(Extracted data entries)
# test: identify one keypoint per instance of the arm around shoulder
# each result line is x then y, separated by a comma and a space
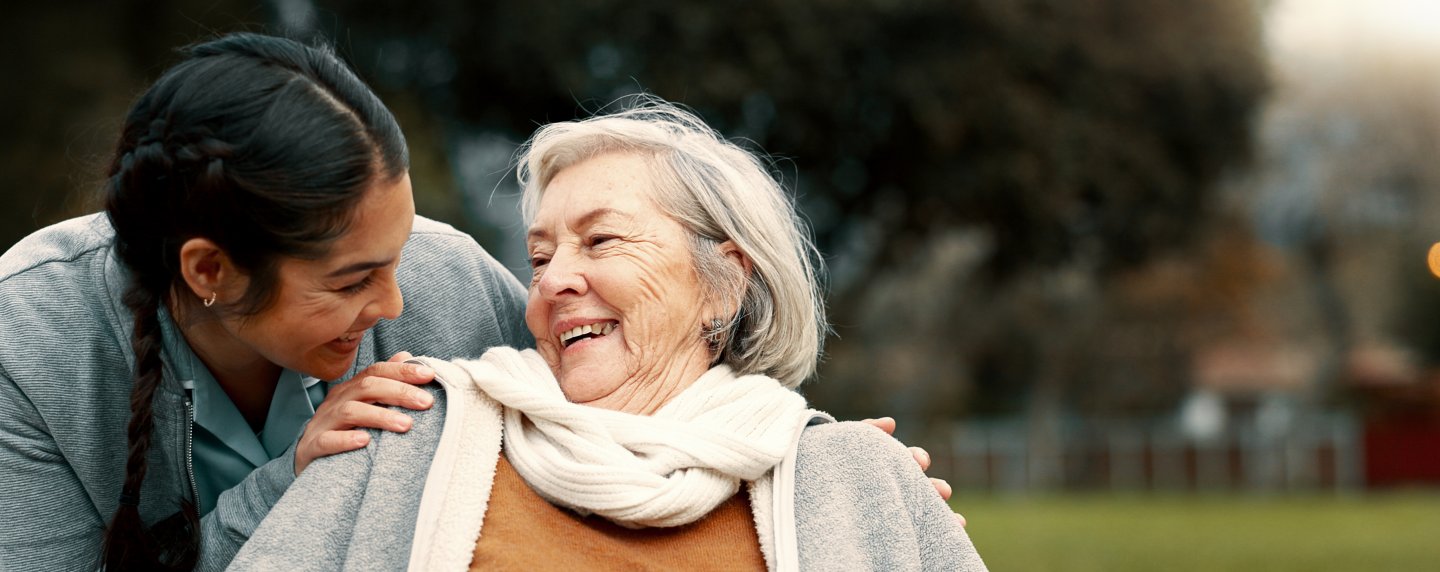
861, 502
350, 509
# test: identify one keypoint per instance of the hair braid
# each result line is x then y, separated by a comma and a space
128, 543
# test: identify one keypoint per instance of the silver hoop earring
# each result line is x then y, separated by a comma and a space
712, 333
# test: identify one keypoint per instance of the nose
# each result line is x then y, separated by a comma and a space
562, 275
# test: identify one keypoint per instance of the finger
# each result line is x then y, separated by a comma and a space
331, 443
363, 415
373, 389
922, 457
941, 486
884, 424
402, 372
401, 356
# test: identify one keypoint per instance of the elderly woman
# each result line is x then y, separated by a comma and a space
674, 307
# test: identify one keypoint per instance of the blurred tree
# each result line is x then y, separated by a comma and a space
71, 74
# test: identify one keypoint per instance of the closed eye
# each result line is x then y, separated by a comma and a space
601, 239
357, 287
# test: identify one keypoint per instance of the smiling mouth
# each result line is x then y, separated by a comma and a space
586, 332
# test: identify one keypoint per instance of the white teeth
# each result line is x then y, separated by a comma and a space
588, 329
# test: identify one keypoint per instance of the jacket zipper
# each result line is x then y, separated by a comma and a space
189, 453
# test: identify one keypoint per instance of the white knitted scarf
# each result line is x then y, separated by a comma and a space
668, 468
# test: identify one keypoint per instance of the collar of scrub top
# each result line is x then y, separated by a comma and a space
290, 408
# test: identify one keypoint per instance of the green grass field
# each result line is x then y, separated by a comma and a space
1099, 532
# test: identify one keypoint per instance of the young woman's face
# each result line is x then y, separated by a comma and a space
326, 306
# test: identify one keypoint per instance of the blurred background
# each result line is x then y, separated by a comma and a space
1148, 278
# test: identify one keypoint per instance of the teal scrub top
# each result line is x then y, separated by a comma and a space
225, 448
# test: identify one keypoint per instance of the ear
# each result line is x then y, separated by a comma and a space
208, 270
735, 255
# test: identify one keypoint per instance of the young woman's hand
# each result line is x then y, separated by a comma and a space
922, 458
359, 404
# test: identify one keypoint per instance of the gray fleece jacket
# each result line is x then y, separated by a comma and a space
847, 497
65, 379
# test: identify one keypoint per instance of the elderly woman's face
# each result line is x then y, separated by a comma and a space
615, 303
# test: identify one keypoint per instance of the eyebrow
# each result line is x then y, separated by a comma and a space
357, 267
539, 234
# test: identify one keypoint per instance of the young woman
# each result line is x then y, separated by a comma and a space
157, 360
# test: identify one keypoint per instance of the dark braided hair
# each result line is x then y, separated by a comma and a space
262, 146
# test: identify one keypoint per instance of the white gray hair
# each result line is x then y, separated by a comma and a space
717, 192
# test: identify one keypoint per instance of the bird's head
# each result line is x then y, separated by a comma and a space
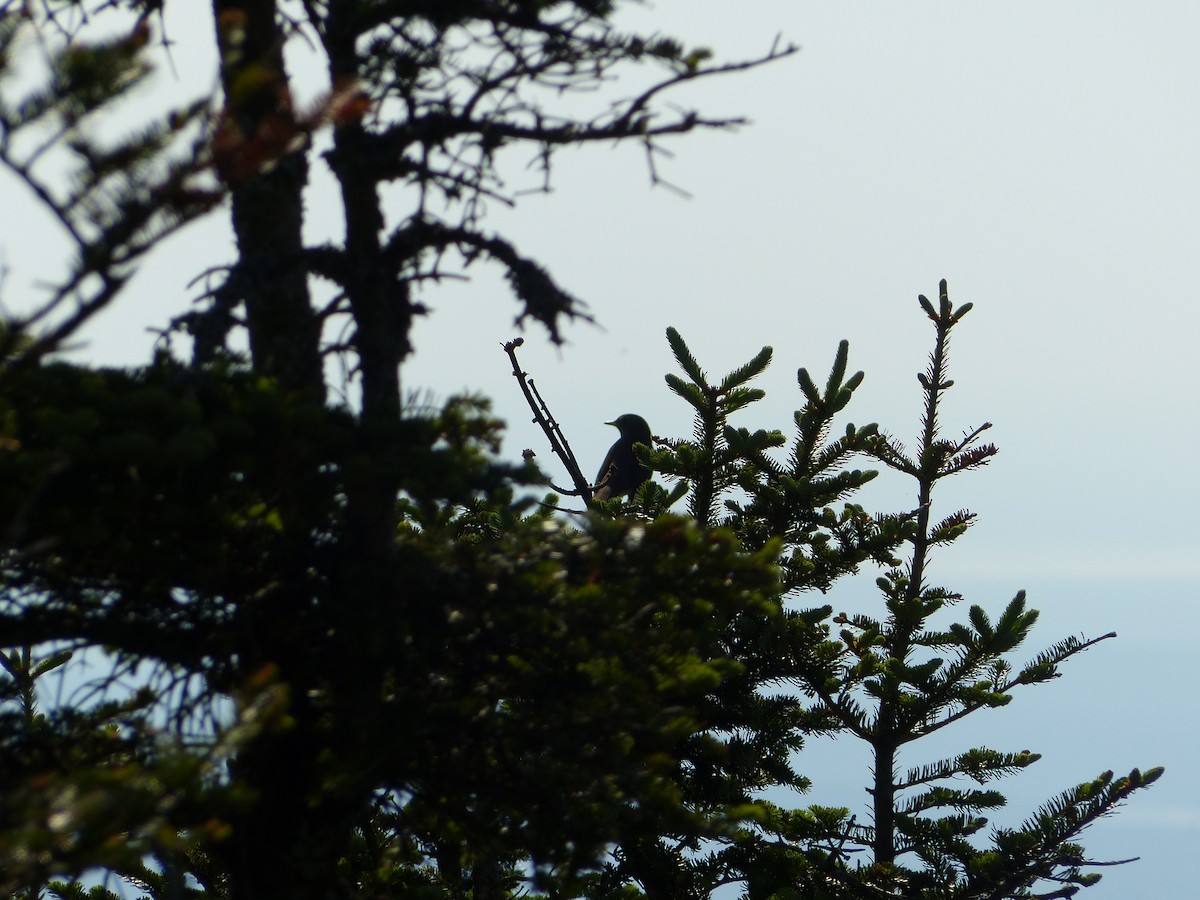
633, 427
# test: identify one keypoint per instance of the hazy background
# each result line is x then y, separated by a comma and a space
1039, 156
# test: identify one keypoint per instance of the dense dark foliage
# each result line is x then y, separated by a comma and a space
261, 643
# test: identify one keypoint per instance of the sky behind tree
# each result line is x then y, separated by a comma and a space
1041, 157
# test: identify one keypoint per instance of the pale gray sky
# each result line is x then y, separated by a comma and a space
1039, 156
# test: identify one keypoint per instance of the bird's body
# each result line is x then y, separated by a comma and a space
622, 473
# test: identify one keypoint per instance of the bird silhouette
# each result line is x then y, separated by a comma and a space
621, 467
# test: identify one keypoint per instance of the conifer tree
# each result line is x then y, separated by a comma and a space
341, 651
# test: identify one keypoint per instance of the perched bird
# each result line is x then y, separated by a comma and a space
621, 467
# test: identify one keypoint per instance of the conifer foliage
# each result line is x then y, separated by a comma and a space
262, 640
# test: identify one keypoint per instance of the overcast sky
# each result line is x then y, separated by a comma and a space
1043, 157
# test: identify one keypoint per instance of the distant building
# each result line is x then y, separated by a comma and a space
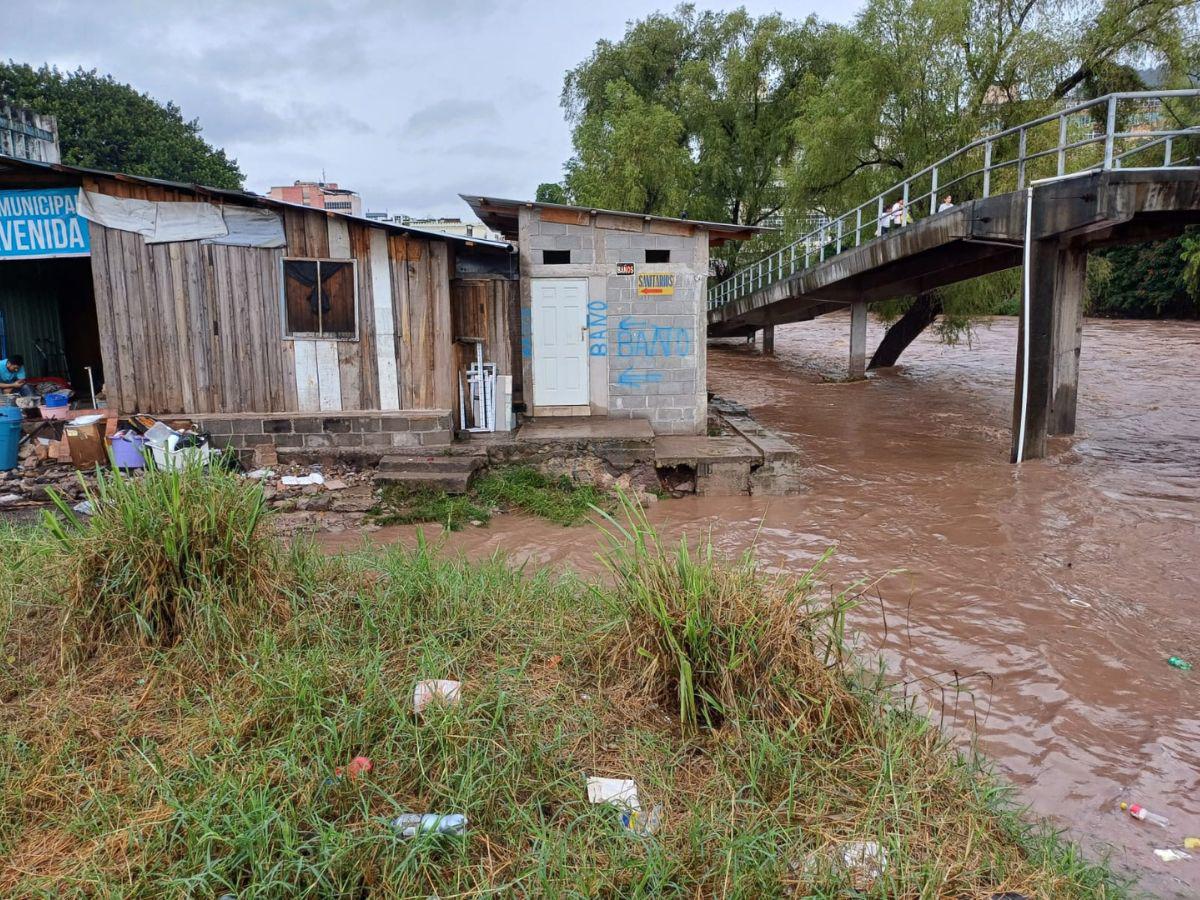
319, 195
445, 226
25, 135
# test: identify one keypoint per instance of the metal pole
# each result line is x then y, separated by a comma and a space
1062, 145
1020, 159
987, 169
1110, 132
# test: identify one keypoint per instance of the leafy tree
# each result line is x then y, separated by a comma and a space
1152, 280
913, 81
108, 125
551, 192
690, 114
630, 155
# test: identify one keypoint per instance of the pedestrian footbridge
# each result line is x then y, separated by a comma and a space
1119, 169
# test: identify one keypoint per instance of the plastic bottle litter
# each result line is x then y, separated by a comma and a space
1170, 856
413, 823
643, 823
1145, 815
441, 690
865, 862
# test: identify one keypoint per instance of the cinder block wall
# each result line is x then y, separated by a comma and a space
647, 354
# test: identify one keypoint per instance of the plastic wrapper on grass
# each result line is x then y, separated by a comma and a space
166, 556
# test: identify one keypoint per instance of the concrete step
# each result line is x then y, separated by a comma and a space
418, 480
431, 462
432, 472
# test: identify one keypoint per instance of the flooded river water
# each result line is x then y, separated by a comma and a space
1055, 589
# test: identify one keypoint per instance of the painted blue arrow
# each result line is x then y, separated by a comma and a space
629, 378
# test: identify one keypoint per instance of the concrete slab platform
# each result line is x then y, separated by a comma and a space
699, 449
592, 427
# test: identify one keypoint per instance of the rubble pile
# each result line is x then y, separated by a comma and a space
330, 498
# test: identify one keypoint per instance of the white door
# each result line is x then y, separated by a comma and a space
559, 342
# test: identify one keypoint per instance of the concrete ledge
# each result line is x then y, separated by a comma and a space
592, 429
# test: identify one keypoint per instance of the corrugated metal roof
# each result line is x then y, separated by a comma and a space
491, 213
251, 199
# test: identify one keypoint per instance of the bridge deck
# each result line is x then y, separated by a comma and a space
975, 238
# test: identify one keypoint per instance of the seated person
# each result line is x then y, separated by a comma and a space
12, 376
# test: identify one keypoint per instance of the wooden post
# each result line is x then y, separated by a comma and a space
858, 340
1056, 292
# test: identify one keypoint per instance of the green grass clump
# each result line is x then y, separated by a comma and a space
151, 773
402, 505
521, 489
526, 489
165, 555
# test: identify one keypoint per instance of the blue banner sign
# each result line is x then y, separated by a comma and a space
35, 225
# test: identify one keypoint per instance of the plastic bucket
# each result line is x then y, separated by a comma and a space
127, 450
10, 436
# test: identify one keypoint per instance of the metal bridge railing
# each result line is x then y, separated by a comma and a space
1137, 130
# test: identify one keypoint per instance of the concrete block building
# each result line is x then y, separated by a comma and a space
612, 310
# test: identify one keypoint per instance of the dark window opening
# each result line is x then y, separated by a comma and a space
318, 299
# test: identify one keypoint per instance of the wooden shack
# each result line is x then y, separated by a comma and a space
246, 312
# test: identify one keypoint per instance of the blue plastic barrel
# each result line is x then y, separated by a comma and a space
10, 436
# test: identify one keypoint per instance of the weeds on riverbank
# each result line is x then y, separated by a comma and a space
520, 489
161, 556
148, 772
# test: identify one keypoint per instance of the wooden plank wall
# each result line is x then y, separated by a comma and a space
177, 323
420, 280
484, 307
198, 328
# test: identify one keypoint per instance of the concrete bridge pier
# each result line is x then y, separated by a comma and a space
858, 340
1057, 281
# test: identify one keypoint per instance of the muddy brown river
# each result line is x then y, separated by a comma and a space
1055, 591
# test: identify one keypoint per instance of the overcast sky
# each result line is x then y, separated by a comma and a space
408, 103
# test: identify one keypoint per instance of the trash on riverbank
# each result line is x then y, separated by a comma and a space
1171, 856
1145, 815
441, 690
619, 792
409, 825
864, 862
643, 825
312, 478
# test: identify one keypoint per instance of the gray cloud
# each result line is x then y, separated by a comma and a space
406, 102
455, 114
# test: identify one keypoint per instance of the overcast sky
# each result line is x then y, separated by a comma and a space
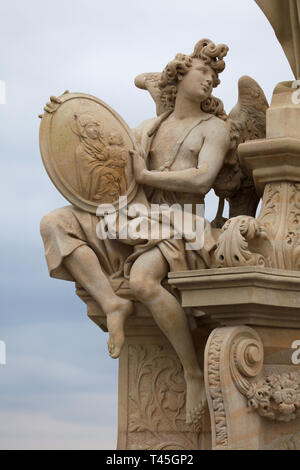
59, 387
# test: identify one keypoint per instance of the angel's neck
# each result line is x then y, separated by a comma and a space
185, 108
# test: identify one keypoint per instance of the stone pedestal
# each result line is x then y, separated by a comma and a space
252, 387
152, 389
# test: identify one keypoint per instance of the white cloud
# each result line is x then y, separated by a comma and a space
39, 431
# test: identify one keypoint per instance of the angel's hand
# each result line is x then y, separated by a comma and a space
139, 165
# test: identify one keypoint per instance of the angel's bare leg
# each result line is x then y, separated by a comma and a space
145, 281
84, 266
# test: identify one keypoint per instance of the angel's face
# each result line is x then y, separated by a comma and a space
92, 130
197, 84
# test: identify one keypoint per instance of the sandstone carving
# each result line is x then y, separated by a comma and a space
276, 397
173, 160
157, 401
87, 150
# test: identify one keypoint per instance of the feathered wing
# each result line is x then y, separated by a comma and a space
248, 122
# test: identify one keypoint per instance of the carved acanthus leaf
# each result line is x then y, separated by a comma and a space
234, 244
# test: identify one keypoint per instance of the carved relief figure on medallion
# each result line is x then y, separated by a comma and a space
100, 161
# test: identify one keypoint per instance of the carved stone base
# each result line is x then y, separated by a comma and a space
252, 386
152, 389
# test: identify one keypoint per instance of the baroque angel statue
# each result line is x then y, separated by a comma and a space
179, 156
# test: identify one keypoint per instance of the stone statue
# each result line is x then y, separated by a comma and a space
178, 157
284, 16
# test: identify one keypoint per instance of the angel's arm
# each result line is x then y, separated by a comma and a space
194, 180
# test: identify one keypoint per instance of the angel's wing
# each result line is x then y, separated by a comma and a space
149, 82
248, 122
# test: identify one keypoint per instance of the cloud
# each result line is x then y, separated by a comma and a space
39, 431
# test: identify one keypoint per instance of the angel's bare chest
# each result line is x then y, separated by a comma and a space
174, 143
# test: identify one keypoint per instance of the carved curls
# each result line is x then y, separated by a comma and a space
212, 55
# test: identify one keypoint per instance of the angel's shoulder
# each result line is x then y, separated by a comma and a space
143, 128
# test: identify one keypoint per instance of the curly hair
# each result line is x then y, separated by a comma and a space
212, 55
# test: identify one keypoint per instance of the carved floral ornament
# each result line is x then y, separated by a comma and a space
235, 354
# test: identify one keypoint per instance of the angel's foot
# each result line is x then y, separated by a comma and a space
195, 402
115, 325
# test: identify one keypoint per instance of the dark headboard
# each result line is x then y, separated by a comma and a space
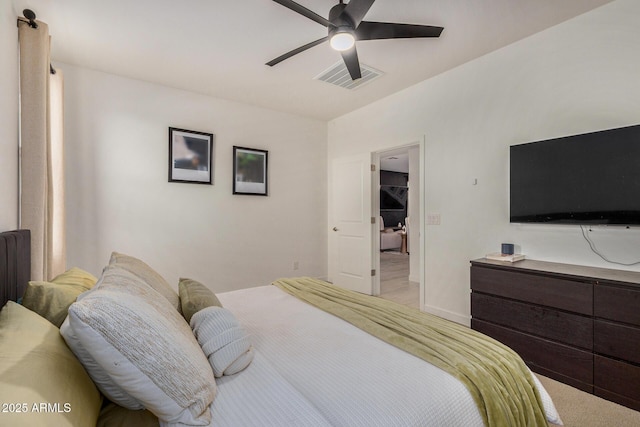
15, 264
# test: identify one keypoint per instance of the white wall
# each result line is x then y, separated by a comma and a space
119, 197
577, 77
8, 118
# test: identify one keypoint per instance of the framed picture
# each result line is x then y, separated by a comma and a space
190, 156
249, 171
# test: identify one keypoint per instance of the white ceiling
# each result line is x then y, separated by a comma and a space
219, 48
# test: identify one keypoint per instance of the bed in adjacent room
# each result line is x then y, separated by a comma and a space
289, 354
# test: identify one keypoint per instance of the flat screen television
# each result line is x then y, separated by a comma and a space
593, 178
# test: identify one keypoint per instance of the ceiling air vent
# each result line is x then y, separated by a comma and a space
339, 75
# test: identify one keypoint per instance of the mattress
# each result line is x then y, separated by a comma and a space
337, 374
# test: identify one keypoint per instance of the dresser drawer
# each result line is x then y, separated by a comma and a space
617, 303
569, 295
544, 322
617, 381
616, 340
560, 362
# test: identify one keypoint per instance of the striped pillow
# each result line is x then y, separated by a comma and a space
139, 350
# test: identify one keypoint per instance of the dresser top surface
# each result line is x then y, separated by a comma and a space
567, 270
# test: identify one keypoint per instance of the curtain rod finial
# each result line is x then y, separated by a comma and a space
31, 17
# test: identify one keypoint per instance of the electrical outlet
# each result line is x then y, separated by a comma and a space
433, 219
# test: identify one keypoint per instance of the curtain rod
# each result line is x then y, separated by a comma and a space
30, 18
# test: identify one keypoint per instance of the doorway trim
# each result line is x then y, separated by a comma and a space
375, 209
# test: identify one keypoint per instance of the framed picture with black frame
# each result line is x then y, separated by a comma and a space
250, 171
190, 156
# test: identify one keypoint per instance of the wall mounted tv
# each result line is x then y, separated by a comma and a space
593, 178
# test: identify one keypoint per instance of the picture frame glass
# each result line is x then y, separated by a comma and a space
250, 171
190, 156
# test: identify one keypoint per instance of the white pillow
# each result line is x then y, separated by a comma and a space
225, 343
139, 350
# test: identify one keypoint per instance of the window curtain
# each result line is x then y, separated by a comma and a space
42, 152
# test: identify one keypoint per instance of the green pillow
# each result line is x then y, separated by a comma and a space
194, 296
51, 300
40, 374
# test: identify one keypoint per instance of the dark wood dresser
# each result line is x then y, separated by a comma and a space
578, 325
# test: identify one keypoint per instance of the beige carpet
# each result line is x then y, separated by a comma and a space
580, 409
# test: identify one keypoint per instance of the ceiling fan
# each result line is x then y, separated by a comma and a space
345, 25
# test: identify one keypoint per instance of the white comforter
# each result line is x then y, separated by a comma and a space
313, 369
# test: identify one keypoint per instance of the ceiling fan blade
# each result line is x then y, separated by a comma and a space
357, 9
385, 30
296, 51
350, 58
304, 11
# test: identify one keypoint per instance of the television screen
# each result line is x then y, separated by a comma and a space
592, 178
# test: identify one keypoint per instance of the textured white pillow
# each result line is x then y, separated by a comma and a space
148, 275
225, 343
139, 350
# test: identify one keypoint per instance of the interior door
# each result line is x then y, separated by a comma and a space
350, 235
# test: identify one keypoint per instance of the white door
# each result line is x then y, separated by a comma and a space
350, 234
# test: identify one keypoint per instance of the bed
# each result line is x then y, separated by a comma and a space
264, 358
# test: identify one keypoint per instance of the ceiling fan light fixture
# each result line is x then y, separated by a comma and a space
342, 39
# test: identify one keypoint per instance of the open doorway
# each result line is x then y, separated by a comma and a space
399, 259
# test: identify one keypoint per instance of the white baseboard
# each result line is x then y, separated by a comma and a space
449, 315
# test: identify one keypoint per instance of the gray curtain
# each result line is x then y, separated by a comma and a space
42, 153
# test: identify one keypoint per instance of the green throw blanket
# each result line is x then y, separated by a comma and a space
497, 378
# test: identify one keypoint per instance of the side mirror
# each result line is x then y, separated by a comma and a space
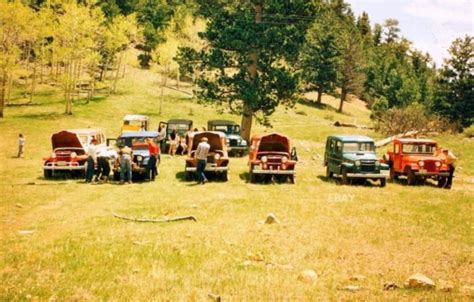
294, 154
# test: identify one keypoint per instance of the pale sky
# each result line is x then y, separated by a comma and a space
431, 25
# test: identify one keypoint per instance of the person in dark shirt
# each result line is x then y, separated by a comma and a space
154, 150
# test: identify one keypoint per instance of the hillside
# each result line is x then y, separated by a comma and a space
78, 251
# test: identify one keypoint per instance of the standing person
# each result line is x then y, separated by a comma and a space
450, 161
154, 153
125, 160
103, 165
173, 139
91, 160
21, 145
201, 155
162, 137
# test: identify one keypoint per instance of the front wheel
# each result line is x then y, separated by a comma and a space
345, 180
411, 178
47, 174
292, 178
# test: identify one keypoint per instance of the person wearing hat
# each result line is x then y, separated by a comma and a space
91, 160
450, 161
201, 155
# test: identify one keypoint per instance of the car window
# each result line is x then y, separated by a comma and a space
359, 147
418, 148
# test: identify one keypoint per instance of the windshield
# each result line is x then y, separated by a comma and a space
227, 129
358, 147
419, 148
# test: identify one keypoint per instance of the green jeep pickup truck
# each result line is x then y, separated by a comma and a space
353, 157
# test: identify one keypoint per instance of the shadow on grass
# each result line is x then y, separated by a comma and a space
42, 116
353, 182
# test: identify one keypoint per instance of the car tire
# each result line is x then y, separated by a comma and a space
345, 180
411, 178
329, 174
292, 179
393, 175
47, 174
442, 182
225, 176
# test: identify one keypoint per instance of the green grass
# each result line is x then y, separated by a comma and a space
79, 251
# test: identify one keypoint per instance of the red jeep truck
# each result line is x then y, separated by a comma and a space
416, 159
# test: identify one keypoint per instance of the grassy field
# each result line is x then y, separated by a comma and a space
78, 251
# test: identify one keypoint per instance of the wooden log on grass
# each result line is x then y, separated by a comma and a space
180, 218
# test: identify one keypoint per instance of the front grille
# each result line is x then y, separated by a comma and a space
367, 166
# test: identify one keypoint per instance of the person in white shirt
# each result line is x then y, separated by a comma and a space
91, 160
21, 145
201, 156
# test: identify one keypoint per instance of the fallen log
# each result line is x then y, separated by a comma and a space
191, 217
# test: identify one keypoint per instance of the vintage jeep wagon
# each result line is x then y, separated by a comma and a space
69, 151
235, 143
140, 154
217, 159
271, 155
353, 157
416, 159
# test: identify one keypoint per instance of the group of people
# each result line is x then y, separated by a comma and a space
123, 158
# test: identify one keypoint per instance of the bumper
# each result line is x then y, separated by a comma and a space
430, 174
208, 169
367, 175
274, 172
53, 167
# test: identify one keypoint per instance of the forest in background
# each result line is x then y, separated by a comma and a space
248, 56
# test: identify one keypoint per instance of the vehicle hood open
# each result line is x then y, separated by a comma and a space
65, 139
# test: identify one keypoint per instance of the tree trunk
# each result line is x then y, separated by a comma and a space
33, 81
247, 115
2, 92
119, 64
320, 94
343, 99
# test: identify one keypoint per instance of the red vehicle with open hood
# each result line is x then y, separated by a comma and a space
417, 159
69, 151
271, 155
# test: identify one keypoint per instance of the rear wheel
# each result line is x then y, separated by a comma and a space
292, 178
329, 174
411, 178
345, 180
442, 182
47, 174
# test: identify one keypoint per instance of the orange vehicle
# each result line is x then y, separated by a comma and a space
217, 159
417, 160
271, 155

(What this task involves) Given the data above, transcribe exactly the lines from the one containing "# test: identify one keypoint per instance of the window" down to the one containing "# test: identify one keypoint per instance of the gray curtain", and no others.

(Output for this exercise)
# test: identify one keypoint per instance of the window curtain
# each result line is x then y, separated by a comma and a space
42, 152
# test: identify one keypoint per instance of the green pillow
# each result line is x then y, separated by a comma and a space
194, 296
51, 300
40, 374
# test: identify one keypoint per instance of the dark wood dresser
# each result line is x then y, separated by a comma and a space
578, 325
# test: identify one keypoint per instance of the beige carpet
# each result line is x then y, separated by a comma and a space
580, 409
# test: identify one keypoint per instance of the ceiling fan
# each result line is x then y, separated by a comma and a space
345, 25
# test: identify one keypoint per instance of the white comforter
# each result line is x then y, separated by a comma and a space
313, 369
# test: identify one keypoint per instance of the ceiling fan blade
# each result line is x then y, separated by a comma and a space
357, 9
385, 30
296, 51
350, 58
304, 11
# test: identify one keypoint per instance of the television screen
# each result line is x then y, separated by a comma and a space
592, 178
# test: identify one keypoint per instance of the textured white pillow
# each result line is x then y, separated by a comma and a space
148, 275
225, 343
139, 350
# test: identify one keypoint per instance of the interior door
# each result line is x then y, separated by a comma and a space
350, 235
# test: identify one keypoint per instance of the white door
# each result line is x then y, separated by a comma and a space
350, 234
# test: identify one keypoint per instance of the bed
# each result line is x then y, separated by a comma and a space
264, 358
# test: identify one keypoint per instance of the ceiling fan light fixture
# each result line is x then y, separated by a comma and a space
342, 39
# test: identify one keypoint per instance of the open doorway
# each result line is x then y, separated by a comma and a space
399, 259
# test: identify one keypoint per instance of the white baseboard
# each result line is x then y, separated by a comma and a space
449, 315
# test: identify one keypoint per instance of the gray curtain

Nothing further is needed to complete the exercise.